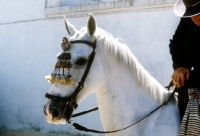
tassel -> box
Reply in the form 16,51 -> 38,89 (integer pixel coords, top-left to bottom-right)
45,73 -> 56,84
65,75 -> 75,85
55,74 -> 61,83
60,74 -> 66,84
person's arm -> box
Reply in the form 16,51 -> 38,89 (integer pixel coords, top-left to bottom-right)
169,18 -> 191,87
169,18 -> 191,70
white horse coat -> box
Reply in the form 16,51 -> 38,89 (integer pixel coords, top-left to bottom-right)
44,14 -> 180,136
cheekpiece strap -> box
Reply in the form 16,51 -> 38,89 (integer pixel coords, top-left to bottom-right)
68,39 -> 97,104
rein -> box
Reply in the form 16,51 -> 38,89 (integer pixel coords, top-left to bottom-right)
70,82 -> 176,134
46,77 -> 176,134
45,38 -> 176,134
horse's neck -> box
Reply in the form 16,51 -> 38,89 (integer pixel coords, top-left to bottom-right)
95,45 -> 169,131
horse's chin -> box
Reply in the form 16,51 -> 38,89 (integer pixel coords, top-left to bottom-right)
46,115 -> 67,125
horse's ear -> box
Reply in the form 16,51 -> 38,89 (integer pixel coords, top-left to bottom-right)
63,15 -> 77,36
87,13 -> 96,37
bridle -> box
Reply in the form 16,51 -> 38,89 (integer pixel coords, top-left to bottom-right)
45,37 -> 176,134
45,38 -> 97,122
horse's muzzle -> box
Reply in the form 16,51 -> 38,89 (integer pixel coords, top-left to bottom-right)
43,100 -> 74,122
49,101 -> 67,119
_ _ _ _ _
§ What you are asked to do: From the records above, copy every line that includes the word "horse".

§ Output for this exercise:
white horse coat -> box
horse's neck -> box
horse's chin -> box
horse's ear -> box
horse's muzzle -> box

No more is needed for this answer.